### Ziel der Übung
Schreib aus dem Text über das Sektendrama „The Master“ das Stück ab, das mit „Er heißt Lancaster“ anfängt und bis einschließlich „Ideen des Lehrers.“ geht.

Sektendrama „The Master“: Der Meister und sein verbissener Schüler
Philip Seymour Hoffmann und Joaquin Phoenix im esselnden Psychoduell.
Los Angeles. Der Name L. Ron Hubbard kommt in dem Sektendrama „The Master“ nicht vor. Auch nicht der Begriff Scientology. Aber die Parallelen mit der umstrittenen Organisation, die der Autor L. Ron Hubbard 1954 in den USA gründete, liegen auf der Hand. In dem packenden Drama von US-Regisseur Paul Thomas Anderson („There Will Be Blood“) verwandelt sich Oscar-Preisträger Philip Seymour Hoffman („Capote“) in einen charismatisch-herrischen Guru.
Er heißt Lancaster Dodd, doch seine Schüler nennen ihn nur „The Master“, den Meister. Wie Hubbard schart er im Nachkriegsamerika der 1950er Jahre Anhänger um sich. Mit Hypnose und intensiven Zweiergesprächen nimmt er sie in Beschlag. Das fiktive Epos ist weit davon entfernt, die Sekte anzuprangern. Vielmehr ist es ein Psychodrama über die Suche nach Zugehörigkeit, Machthunger und Abhängigkeit.
Mit ungeheurer Intensität verwandelt sich Joaquin Phoenix („Walk the Line“) in den traumatisierten Kriegsveteranen und einsamen Alkoholiker Freddie Quell, der betrunken eines Nachts auf die Jacht des Sektenführers stolpert. Vom blinden Passagier wird er zum blind er-gebenen Anhänger, dann zum Zweifler an den Methoden und Ideen des Lehrers.
Hoffman ist das kontrollierte Gegenstück zu dem animalisch- impulsiven Schüler. „Ich bin Schriftsteller, Arzt, Kernphysiker, theoretischer Philosoph, aber vor allem bin ich ein Mann, genau wie Sie“, trumpft er bei ihrer ersten Begegnung überheblich auf. Anderson packt auch homo-erotische Momente in die Beziehung der ungleichen Männer. Ihr fesselndes Psychoduell über 137 Minuten geht unter die Haut.

[Einträge des Datensatzes]
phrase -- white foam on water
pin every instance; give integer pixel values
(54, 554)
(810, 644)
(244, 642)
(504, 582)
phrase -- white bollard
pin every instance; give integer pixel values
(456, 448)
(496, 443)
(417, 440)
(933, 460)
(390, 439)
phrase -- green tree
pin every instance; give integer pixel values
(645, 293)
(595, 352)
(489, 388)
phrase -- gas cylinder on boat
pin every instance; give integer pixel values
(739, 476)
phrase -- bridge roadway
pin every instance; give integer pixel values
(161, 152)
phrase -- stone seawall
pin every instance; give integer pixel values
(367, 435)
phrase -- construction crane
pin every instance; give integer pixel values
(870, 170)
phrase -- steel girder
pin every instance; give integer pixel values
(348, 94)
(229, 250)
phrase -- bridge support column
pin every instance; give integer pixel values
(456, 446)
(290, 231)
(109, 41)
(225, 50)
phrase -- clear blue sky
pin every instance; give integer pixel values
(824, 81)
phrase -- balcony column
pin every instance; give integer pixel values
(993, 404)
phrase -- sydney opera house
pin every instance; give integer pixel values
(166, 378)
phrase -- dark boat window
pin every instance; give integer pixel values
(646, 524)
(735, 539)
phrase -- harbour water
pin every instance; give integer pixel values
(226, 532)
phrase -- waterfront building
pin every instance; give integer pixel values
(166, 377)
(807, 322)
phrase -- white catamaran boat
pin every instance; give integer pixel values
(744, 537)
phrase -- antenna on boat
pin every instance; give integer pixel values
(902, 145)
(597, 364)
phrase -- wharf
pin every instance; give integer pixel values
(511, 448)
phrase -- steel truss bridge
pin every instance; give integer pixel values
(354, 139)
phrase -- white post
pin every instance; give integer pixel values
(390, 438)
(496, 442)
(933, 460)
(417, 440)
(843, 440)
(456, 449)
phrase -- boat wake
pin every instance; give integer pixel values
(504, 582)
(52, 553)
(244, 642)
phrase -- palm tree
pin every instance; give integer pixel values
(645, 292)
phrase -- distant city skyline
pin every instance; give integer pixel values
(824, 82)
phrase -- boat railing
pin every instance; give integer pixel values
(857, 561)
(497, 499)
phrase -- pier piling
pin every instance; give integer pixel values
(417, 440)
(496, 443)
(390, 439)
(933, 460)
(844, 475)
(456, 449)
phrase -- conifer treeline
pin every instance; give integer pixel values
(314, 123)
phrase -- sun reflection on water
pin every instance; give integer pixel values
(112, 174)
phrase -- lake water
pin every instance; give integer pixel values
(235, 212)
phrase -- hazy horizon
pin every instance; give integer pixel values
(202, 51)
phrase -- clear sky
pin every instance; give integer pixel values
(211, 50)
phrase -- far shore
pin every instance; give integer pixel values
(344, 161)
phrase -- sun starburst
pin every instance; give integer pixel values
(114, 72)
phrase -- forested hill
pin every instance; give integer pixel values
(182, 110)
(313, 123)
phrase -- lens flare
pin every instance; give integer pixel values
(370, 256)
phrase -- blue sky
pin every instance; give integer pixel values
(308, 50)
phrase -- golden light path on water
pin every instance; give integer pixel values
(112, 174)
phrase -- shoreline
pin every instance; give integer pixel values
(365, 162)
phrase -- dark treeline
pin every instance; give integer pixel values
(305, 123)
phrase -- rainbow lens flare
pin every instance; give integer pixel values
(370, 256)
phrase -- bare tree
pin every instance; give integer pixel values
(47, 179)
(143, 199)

### Deine Antwort
Er heißt Lancaster Dodd, doch seine Schüler nennen ihn nur „The Master“, den Meister. Wie Hubbard schart er im Nachkriegsamerika der 1950er Jahre Anhänger um sich. Mit Hypnose und intensiven Zweiergesprächen nimmt er sie in Beschlag. Das fiktive Epos ist weit davon entfernt, die Sekte anzuprangern. Vielmehr ist es ein Psychodrama über die Suche nach Zugehörigkeit, Machthunger und Abhängigkeit.
Mit ungeheurer Intensität verwandelt sich Joaquin Phoenix („Walk the Line“) in den traumatisierten Kriegsveteranen und einsamen Alkoholiker Freddie Quell, der betrunken eines Nachts auf die Jacht des Sektenführers stolpert. Vom blinden Passagier wird er zum blind er-gebenen Anhänger, dann zum Zweifler an den Methoden und Ideen des Lehrers.